GIVEN TEXT
** Start **
I'm sure you don't, but if I am so attached to the project that a disagreement might affect me emotionally, I don't need to write about it, nor do you. The goal right now is to get 100 people to follow you and find your niche, which is much different from creating an impactful legacy and defending your beliefs and preferences. Imagine arguing with a middle schooler about your adult life. Again, I'm sure you can't, and you think it's wise not to engage. It's the same thing with building your audience and finding your niche. First of all, you need to get around adults. Next, you need to establish that you are listening and give them a reason to listen to you when you speak. Then, they will listen.

If you have implemented the above steps and are looking for more specific Medium tips, subscribe as I learn and share. One of the first things I'm practicing and developing is mindfulness and intentionality with my headings. You can skim this article to see exactly what I mean.

Here's a simple enough idea to try. Though writing is for reading, times have changed. Adaptability to achieve your goals (followers and finding a niche worth writing about) is essential.

I plan to incorporate this more complex series of ideas organically: read and apply as you grow. It is worth emphasizing the importance of organic growth. It is obvious when someone is using AI to knock out a bunch of posts. If you need quick money, there are much easier ways than writing. To be a writer, you must practice patience and embrace the journey.
** End **
DATA EXCERPTS
** Start **
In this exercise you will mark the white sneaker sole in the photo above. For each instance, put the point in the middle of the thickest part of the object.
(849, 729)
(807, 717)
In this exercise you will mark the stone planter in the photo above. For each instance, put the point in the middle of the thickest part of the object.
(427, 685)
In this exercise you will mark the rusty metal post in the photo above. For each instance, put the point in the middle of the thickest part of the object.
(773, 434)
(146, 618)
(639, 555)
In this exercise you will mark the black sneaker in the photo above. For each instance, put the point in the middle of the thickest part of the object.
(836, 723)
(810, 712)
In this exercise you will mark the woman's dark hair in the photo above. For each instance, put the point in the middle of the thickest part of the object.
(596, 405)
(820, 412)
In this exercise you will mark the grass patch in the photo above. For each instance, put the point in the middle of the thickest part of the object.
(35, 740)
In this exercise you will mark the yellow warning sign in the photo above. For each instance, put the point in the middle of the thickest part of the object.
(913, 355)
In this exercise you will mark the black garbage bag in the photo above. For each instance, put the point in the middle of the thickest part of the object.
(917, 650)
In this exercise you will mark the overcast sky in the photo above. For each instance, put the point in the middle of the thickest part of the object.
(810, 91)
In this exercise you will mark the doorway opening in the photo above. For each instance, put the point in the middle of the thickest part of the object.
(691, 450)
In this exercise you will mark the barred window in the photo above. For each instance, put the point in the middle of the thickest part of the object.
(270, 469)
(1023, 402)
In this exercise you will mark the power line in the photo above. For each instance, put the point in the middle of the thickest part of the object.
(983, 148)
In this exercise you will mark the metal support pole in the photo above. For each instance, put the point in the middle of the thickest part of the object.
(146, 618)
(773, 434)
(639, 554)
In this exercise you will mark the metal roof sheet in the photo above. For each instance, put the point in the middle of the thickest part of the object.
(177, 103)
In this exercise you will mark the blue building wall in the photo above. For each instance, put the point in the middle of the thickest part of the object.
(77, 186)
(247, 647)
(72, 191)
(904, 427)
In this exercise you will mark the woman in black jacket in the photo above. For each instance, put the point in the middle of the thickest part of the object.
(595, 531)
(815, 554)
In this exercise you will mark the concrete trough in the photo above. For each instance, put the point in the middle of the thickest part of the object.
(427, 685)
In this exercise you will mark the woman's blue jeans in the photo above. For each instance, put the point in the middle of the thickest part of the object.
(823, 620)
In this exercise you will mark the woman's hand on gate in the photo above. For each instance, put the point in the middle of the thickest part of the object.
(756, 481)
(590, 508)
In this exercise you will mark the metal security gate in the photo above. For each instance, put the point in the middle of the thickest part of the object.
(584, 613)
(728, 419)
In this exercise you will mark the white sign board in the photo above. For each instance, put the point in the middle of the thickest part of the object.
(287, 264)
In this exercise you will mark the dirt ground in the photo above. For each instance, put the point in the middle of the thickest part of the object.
** End **
JOB 1
Reproduce everything in the Medium writing passage from "I'm sure you don't, but" down to "they will listen.".
JOB 2
According to the Medium writing passage, what is the goal right now?
JOB 3
Continue the Medium writing passage from where it stops.
None of the rows are needed here.

OUTPUT 1
I'm sure you don't, but if I am so attached to the project that a disagreement might affect me emotionally, I don't need to write about it, nor do you. The goal right now is to get 100 people to follow you and find your niche, which is much different from creating an impactful legacy and defending your beliefs and preferences. Imagine arguing with a middle schooler about your adult life. Again, I'm sure you can't, and you think it's wise not to engage. It's the same thing with building your audience and finding your niche. First of all, you need to get around adults. Next, you need to establish that you are listening and give them a reason to listen to you when you speak. Then, they will listen.

OUTPUT 2
The goal is to get 100 people to follow you and to find your niche.

OUTPUT 3
I can't prove the effectiveness, nor can I prove what I am trying to affect more — the Medium.com algorithm or the ever-changing attention span of the average blog reader, but adding a minimum of two relevant and high-quality pictures seems to improve how consistently I get and retain new followers.

Finally, as cliche as this may be, read more and intentionally read stuff you like to know what is getting read and discover what you want to see more of so that you can write original work.

Comment with thoughts or share this post with someone who needs the reminder. Subscribe and Clap if you find yourself meditating on something different and want more thoughts like this.

I also have a Twitter/X with mostly basketball content.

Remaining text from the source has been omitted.